**DOCUMENT SECTION:**
* start *
Click here to Skip to main content
65,938 articles
CodeProject is changing. Read more.
Articles
(untagged)

ATL Under the Hood - Part 1

0.00/5 (No votes)
27 Jan 2002 1  
In this series of tutorials I am going to discuss some of the inner workings of ATL and the techniques that ATL uses.

Introduction

In this series of tutorials I am going to discuss some of the inner workings of ATL and the techniques that ATL uses.

Let's start the discussion by talking about the memory layout of a program. Let's make a simple program which doesn't have any data members and take a look at the memory structure of it.

Program 1.

#include <iostream>

using namespace std;

class Class {
};

int main() {
	Class objClass;
	cout << "Size of object is = " << sizeof(objClass) << endl;
	cout << "Address of object is = " << &objClass << endl;
	return 0;
}

The output of this program is

Size of object is = 1
Address of object is = 0012FF7C

Now if we are going to add some data members then the size of the class is the sum of all the storage of the individual member variables. It is also true in the case of template. Now let's take a look at template class of Point.

Program 2.

#include <iostream>

using namespace std;

template <typename T>
class CPoint {
public:
	T m_x;
	T m_y;
};

int main() {
	CPoint<int> objPoint;
	cout << "Size of object is = " << sizeof(objPoint) << endl;
	cout << "Address of object is = " << &objPoint << endl;
	return 0;
}

Now the output of the program is

Size of object is = 8
Address of object is = 0012FF78

Now add inheritance too in the program. Now we are going to inherit class Point3D from Point class and see the memory structure of this program.

Program 3.

#include <iostream>

using namespace std;

template <typename T>
class CPoint {
public:
	T m_x;
	T m_y;
};

template <typename T>
class CPoint3D : public CPoint<T> {
public:
	T m_z;
};

int main() {
	CPoint<int> objPoint;
	cout << "Size of object Point is = " << sizeof(objPoint) << endl;
	cout << "Address of object Point is = " << &objPoint << endl;

	CPoint3D<int> objPoint3D;
	cout << "Size of object Point3D is = " << sizeof(objPoint3D) << endl;
	cout << "Address of object Point3D is = " << &objPoint3D << endl;

	return 0;
}

The output of this program is

Size of object Point is = 8
Address of object Point is = 0012FF78
Size of object Point3D is = 12
Address of object Point3D is = 0012FF6C
This program shows the memory structure of the derived class. It shows the memory occupied by the object is sum of its data member plus its base member. 

Things become interesting when a virtual function joins the party. Take a look at the following program

Program 4.

#include <iostream>

using namespace std;

class Class {
public:
	virtual void fun() { cout << "Class::fun" << endl; }
};

int main() {
	Class objClass;
	cout << "Size of Class = " << sizeof(objClass) << endl;
	cout << "Address of Class = " << &objClass << endl;
	return 0;
}

The output of the program is

Size of Class = 4
Address of Class = 0012FF7C

And situation becomes more interesting when we add more than one virtual function.
* end *
**STORED ROWS:**
* start *
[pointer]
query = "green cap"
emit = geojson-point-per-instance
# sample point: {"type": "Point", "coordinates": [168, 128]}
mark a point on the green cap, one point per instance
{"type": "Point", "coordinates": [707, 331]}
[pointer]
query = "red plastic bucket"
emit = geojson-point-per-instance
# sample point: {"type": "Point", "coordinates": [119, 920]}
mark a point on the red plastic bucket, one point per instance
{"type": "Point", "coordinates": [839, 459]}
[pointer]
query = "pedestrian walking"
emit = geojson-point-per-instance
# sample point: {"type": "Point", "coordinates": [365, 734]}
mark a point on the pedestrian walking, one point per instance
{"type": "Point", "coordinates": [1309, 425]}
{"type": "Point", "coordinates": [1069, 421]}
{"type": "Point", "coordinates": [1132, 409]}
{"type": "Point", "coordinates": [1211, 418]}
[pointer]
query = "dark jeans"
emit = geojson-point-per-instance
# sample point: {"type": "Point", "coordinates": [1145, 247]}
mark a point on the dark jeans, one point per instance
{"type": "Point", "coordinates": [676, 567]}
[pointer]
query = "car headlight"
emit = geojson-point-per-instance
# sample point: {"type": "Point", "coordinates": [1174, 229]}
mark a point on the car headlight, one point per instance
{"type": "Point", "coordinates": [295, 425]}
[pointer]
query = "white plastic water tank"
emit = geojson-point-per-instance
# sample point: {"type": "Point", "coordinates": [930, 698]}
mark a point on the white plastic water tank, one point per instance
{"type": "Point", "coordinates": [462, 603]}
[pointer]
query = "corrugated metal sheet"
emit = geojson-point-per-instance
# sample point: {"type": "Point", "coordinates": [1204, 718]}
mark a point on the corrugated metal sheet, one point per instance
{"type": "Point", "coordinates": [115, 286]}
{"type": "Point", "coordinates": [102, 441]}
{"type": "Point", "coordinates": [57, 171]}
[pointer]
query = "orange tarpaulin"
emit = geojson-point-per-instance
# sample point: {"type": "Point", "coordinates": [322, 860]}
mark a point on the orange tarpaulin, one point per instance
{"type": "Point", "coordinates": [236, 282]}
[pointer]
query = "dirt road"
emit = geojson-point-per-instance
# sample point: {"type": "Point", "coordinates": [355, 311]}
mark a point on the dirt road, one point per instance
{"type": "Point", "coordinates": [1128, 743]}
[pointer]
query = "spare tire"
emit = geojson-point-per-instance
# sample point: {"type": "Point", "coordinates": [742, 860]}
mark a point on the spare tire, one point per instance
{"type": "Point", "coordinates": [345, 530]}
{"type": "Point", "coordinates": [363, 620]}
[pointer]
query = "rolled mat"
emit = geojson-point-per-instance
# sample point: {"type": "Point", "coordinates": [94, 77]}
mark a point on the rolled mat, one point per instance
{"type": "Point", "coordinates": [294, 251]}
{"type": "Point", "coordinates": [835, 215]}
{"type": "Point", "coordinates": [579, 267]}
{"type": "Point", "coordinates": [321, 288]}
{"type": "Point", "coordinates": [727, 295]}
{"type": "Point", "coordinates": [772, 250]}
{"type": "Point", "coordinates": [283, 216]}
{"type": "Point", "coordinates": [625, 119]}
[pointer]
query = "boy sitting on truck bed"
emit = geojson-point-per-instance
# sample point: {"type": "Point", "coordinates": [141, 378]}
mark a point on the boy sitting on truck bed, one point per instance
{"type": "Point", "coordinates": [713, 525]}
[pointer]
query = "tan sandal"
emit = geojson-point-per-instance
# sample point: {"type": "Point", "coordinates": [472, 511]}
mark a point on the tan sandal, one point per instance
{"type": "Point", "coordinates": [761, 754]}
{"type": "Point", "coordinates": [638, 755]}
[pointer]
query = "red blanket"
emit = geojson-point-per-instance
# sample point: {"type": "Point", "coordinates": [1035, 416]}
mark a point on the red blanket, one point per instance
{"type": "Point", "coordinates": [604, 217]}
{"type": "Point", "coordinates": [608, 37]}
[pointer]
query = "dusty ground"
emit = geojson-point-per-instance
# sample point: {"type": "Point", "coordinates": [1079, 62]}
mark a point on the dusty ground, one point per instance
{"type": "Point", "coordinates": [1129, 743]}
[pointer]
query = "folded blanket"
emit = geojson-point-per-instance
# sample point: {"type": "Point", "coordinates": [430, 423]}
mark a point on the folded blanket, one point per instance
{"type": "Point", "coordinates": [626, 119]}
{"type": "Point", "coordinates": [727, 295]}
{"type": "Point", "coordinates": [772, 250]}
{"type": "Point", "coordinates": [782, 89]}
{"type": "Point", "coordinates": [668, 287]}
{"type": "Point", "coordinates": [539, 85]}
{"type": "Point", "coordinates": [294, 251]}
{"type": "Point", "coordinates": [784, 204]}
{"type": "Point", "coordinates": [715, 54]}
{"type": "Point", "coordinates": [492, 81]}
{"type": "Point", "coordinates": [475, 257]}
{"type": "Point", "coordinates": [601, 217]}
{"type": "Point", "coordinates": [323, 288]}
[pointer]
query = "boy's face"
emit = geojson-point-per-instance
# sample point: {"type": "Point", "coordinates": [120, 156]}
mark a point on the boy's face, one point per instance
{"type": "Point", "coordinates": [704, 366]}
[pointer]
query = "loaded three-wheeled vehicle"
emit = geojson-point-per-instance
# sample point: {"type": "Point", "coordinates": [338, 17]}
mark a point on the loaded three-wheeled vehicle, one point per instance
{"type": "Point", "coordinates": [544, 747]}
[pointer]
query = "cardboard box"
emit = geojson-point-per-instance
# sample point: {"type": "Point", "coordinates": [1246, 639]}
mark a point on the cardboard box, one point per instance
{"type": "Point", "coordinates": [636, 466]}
* end *
**YOUR INSTRUCTIONS:**
Answer these questions using the ATL tutorial above:
(a) What size does the output of Program 1 report for the object of the empty class?
(b) What size does the output of Program 3 report for objPoint3D?
(c) What size does the output of Program 4 report for the class with a virtual function?

**EXERCISE RESULT:**
(a) 1
(b) 12
(c) 4